▽

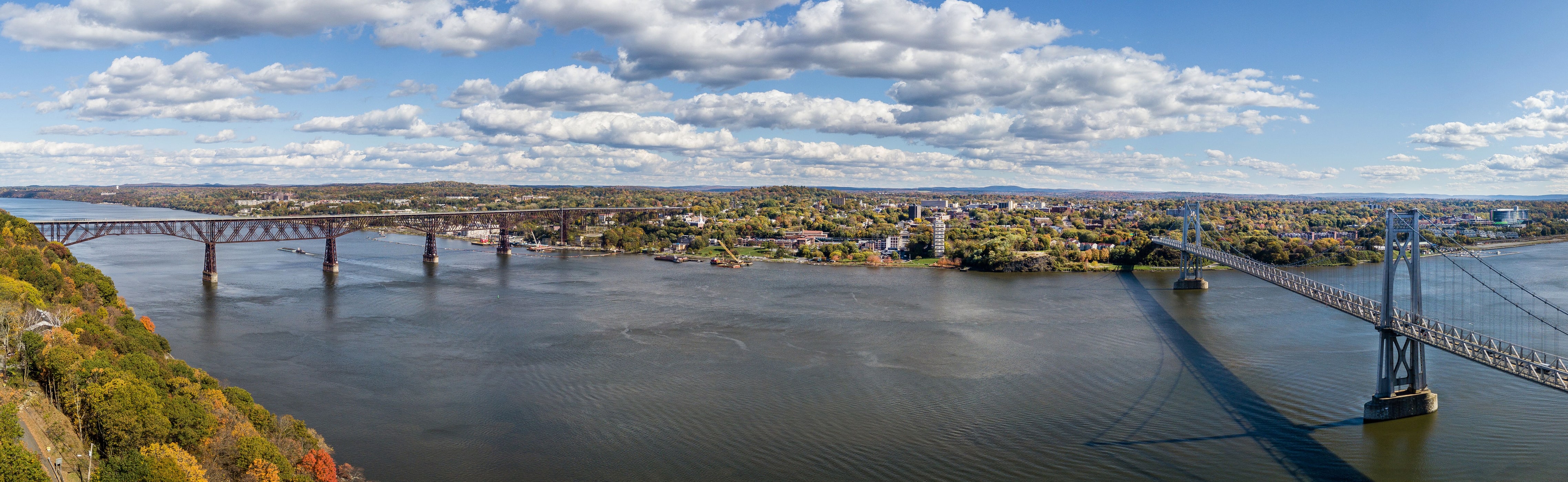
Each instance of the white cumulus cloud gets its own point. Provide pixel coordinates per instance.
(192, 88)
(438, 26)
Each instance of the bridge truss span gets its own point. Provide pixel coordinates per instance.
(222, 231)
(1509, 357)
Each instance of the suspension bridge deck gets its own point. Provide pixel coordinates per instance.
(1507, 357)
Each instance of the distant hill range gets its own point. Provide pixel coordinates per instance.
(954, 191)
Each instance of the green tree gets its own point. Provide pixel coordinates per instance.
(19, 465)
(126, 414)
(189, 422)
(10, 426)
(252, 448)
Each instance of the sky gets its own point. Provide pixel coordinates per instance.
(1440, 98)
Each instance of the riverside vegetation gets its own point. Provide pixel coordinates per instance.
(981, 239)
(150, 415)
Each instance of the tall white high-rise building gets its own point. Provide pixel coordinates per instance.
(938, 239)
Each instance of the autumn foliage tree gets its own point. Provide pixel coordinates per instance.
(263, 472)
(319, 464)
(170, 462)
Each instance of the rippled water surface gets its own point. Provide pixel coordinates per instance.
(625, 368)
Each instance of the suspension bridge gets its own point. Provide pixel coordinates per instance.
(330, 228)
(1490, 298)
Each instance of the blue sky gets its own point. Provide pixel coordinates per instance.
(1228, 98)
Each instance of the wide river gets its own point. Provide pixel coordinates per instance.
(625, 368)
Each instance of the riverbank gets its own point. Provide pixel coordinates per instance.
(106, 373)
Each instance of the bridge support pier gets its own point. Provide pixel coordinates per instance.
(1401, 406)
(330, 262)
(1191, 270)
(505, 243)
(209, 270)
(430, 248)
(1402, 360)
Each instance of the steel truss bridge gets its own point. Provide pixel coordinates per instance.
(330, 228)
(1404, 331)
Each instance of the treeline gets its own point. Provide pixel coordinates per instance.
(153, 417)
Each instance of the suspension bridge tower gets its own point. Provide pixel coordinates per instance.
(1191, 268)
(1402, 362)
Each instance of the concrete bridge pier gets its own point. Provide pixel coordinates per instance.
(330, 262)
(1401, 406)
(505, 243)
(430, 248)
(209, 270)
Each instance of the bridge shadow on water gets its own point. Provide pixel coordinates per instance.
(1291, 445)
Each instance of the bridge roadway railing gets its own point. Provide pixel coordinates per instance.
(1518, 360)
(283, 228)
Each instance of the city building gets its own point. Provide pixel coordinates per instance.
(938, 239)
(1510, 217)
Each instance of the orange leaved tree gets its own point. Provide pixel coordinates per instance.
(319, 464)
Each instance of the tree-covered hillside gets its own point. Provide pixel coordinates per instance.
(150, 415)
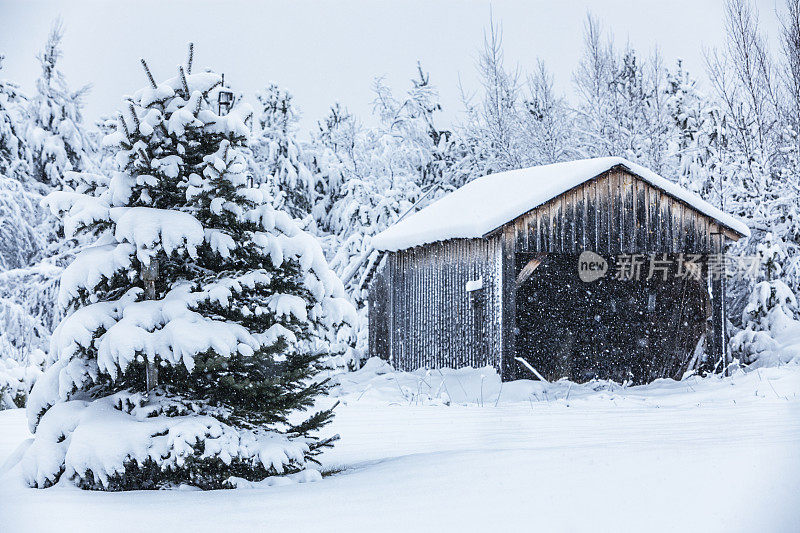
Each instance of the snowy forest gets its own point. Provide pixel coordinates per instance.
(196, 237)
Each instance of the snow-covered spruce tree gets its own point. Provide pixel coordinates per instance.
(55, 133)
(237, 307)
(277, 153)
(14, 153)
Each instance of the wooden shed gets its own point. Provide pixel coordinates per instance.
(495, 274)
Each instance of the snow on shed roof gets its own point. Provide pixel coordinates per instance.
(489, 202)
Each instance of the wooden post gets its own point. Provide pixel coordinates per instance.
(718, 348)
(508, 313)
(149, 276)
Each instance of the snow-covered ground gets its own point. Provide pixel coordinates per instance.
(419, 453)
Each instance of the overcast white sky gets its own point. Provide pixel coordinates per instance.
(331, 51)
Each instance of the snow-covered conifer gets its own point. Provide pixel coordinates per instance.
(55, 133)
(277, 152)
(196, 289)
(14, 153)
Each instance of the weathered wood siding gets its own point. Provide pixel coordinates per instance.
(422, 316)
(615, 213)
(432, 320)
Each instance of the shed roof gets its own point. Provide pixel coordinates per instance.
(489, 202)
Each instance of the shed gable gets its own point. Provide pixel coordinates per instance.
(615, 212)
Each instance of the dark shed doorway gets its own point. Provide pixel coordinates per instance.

△

**What you should do**: Rewrite the part of the records that opens with the line containing "Each instance of the blue" and closes with the line containing "(1402, 360)", both included, keeping the requests as they are and multiplying every coordinate in the answers by 1.65, rounded to a whole number with halves rounded up. Give only those lines.

**Task solution**:
Each instance of the blue sky gets its own point. Provide pixel coordinates per instance.
(2026, 162)
Each instance of the wide river gets its own point. Provide pixel coordinates per instance.
(1031, 607)
Each instance of the riverbank gets its own point. Provide pixel coordinates per instance.
(175, 615)
Each instance of the bridge support pier gets its own point. Provide pixel coordinates per instance.
(2312, 670)
(545, 432)
(1965, 446)
(833, 401)
(345, 446)
(710, 409)
(2313, 594)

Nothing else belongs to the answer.